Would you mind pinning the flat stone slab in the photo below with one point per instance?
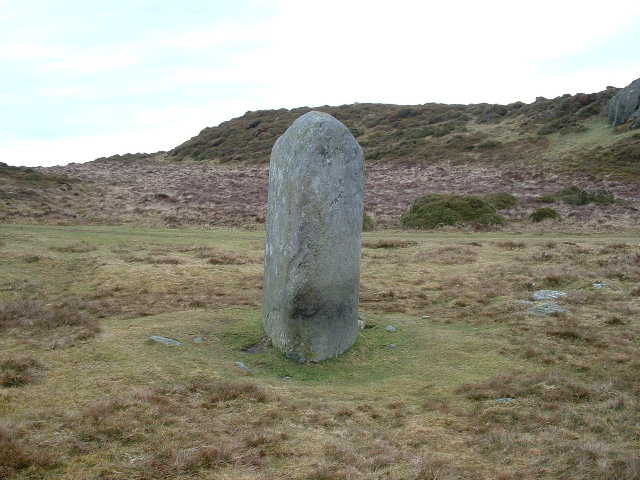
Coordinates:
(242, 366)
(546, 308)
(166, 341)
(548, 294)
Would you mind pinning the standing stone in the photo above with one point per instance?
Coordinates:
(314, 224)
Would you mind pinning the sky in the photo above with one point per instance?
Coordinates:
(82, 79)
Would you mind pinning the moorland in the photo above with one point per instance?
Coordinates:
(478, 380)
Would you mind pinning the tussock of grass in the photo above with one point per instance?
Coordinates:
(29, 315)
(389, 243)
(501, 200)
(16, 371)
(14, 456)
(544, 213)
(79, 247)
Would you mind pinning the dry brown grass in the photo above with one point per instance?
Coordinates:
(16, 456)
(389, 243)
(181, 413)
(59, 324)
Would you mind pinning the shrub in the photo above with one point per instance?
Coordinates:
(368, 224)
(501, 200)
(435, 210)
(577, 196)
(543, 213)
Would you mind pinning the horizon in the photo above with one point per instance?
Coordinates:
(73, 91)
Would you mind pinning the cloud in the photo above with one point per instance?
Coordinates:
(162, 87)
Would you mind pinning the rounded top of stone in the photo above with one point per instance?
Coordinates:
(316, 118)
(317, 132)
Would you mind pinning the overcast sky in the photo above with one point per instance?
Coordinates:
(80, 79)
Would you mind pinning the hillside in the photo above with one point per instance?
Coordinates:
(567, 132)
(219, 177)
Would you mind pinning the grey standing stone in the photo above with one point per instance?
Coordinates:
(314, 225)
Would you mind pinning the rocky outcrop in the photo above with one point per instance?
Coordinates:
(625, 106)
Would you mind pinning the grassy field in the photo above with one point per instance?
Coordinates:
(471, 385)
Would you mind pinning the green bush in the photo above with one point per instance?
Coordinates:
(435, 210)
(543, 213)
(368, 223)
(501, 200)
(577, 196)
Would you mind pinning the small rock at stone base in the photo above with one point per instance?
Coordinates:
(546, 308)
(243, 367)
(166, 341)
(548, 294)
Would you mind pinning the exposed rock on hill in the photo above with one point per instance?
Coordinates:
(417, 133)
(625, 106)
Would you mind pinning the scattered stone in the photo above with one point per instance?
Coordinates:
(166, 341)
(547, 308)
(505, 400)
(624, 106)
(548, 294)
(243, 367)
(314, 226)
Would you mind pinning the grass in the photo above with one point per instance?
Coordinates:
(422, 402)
● ● ● ● ● ● ●
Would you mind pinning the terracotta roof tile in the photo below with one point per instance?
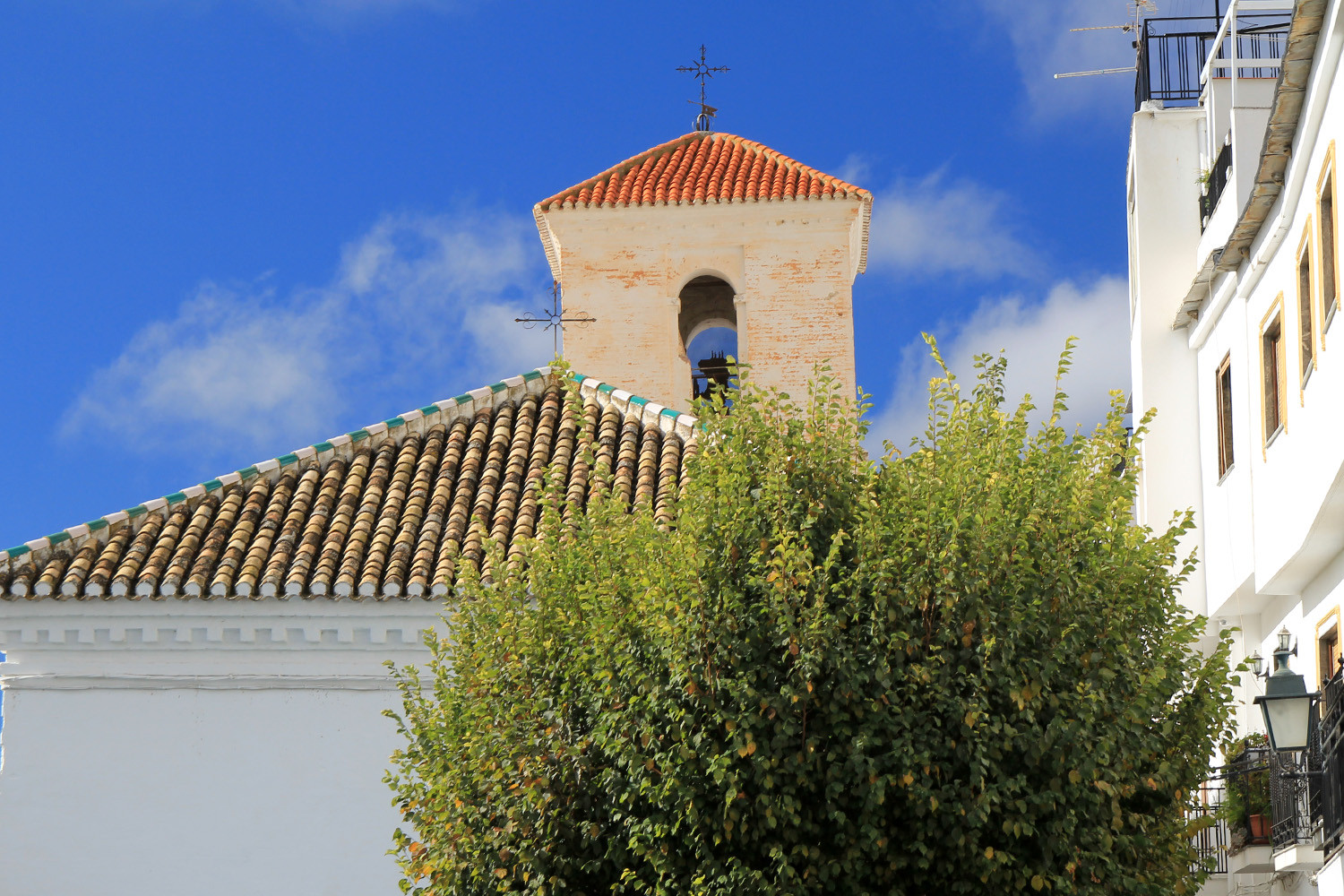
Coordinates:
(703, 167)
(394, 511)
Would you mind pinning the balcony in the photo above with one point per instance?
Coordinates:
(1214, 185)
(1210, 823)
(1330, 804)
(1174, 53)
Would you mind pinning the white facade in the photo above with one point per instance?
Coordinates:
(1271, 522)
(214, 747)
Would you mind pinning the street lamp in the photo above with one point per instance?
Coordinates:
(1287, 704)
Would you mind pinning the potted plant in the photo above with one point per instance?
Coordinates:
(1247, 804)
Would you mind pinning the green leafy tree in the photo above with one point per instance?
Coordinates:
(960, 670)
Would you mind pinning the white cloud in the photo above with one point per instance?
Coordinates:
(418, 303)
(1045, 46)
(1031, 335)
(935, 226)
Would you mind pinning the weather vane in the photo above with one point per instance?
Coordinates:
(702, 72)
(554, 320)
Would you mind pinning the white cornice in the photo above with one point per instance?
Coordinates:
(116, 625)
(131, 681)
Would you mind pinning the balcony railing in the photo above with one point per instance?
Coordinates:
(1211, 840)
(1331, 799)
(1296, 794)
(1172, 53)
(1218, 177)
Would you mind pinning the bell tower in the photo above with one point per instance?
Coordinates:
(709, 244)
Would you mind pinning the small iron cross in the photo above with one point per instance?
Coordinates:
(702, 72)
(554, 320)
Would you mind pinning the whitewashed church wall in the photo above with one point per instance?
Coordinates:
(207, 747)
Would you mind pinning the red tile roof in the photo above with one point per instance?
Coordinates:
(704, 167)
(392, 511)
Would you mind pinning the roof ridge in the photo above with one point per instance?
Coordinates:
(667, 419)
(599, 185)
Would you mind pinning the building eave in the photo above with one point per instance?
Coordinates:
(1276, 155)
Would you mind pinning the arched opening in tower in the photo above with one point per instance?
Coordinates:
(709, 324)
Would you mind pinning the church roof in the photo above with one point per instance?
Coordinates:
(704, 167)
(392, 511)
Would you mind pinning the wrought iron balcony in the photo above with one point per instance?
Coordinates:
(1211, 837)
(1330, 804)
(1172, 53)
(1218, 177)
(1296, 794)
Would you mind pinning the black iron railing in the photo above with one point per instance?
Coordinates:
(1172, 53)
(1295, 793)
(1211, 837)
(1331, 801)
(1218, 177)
● ● ● ● ● ● ●
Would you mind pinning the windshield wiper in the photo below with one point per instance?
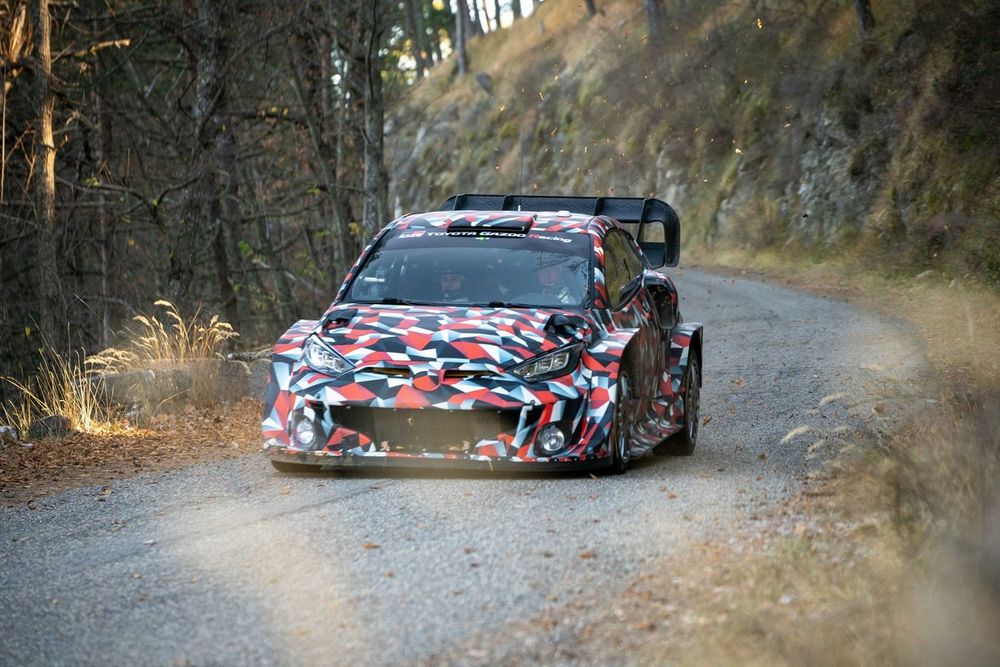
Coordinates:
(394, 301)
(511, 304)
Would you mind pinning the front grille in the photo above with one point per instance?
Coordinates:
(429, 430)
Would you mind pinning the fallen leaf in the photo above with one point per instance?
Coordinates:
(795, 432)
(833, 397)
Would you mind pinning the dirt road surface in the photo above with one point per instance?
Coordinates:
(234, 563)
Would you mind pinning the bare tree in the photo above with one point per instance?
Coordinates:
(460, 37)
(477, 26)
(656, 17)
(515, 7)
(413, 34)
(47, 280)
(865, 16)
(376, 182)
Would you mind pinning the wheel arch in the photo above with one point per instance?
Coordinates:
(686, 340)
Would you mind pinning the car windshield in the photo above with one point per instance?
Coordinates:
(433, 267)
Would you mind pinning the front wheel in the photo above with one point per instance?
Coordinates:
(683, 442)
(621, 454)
● ● ● ● ● ● ●
### [Directive]
How many lines of the records above contain the word "tile"? Reply with the count alone.

### [Response to this exercise]
2